Natural-language object grounding data:

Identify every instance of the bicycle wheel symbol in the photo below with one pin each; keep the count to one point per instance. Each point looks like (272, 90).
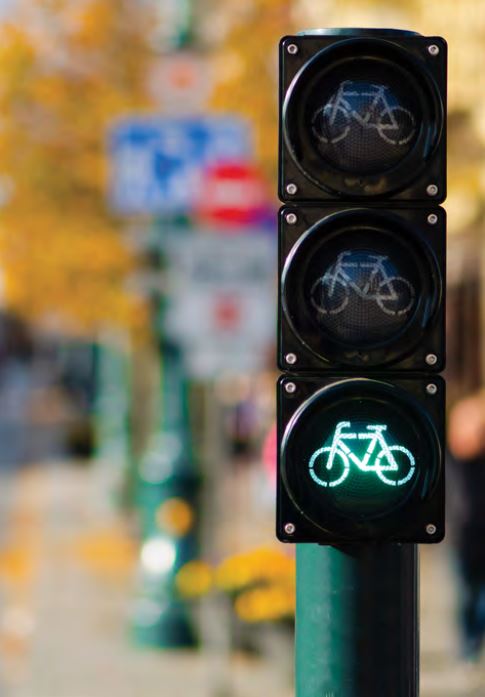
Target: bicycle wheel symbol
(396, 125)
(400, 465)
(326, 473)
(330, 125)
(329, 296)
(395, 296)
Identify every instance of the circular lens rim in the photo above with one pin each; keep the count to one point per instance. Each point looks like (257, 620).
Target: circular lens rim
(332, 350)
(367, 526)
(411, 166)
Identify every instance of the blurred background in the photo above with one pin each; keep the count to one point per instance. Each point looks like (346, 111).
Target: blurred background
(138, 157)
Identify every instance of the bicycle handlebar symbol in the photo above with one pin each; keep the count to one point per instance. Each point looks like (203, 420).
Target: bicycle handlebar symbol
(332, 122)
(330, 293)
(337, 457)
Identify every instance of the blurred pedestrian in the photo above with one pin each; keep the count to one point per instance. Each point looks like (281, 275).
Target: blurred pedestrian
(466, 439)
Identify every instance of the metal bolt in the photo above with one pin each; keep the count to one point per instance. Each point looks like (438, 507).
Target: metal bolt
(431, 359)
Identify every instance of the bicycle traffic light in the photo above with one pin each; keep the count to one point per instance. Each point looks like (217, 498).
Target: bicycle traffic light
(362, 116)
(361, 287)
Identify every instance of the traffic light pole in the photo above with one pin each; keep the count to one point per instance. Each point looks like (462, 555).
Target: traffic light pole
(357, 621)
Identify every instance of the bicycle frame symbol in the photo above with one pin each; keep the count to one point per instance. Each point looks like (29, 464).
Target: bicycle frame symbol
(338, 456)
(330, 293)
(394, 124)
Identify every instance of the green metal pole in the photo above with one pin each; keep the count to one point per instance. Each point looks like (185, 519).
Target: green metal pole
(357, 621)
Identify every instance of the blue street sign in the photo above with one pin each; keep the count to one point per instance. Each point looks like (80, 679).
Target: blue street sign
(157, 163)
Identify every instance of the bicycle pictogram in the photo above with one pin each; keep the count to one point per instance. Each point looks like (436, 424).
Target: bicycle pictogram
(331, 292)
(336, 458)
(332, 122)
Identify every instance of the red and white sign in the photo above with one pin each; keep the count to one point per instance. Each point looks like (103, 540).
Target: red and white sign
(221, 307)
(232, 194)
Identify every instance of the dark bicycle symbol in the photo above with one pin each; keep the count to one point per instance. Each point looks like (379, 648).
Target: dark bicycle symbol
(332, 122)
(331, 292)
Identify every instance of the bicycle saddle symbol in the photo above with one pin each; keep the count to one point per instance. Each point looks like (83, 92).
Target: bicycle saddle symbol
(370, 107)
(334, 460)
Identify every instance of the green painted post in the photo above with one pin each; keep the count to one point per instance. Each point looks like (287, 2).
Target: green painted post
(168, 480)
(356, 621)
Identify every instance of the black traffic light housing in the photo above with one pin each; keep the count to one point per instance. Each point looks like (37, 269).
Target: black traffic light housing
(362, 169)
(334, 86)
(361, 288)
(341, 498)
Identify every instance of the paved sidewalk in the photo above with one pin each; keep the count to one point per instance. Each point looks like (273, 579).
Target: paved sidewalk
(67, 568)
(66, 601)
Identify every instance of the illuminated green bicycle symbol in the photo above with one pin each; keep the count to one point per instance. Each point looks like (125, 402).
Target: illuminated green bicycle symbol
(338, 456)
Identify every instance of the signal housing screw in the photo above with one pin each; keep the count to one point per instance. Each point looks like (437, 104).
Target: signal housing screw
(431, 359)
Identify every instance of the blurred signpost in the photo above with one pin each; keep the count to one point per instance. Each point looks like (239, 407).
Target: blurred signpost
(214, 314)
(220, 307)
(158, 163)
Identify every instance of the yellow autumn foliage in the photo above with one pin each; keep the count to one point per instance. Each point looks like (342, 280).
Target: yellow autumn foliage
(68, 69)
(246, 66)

...

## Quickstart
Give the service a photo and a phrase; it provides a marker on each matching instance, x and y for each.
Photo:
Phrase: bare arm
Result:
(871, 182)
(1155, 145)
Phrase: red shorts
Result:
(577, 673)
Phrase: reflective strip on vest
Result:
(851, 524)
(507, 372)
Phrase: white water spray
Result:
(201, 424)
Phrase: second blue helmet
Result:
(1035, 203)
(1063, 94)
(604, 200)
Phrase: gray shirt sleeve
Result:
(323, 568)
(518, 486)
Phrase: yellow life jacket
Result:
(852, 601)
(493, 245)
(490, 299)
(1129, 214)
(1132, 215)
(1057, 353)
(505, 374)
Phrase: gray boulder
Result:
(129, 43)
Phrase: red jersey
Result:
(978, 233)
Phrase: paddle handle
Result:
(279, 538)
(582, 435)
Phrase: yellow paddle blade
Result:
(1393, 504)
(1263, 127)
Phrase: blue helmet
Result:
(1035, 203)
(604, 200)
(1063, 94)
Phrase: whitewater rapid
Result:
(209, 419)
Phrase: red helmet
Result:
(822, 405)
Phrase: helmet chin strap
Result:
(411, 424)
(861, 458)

---

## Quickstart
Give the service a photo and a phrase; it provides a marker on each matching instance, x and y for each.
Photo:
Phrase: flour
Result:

• _WORK ORDER_: Every line above that holds the word "gray" is to be found and copied.

• _YOUR SOLUTION_:
Phrase: gray shirt sleeve
Phrase: gray boulder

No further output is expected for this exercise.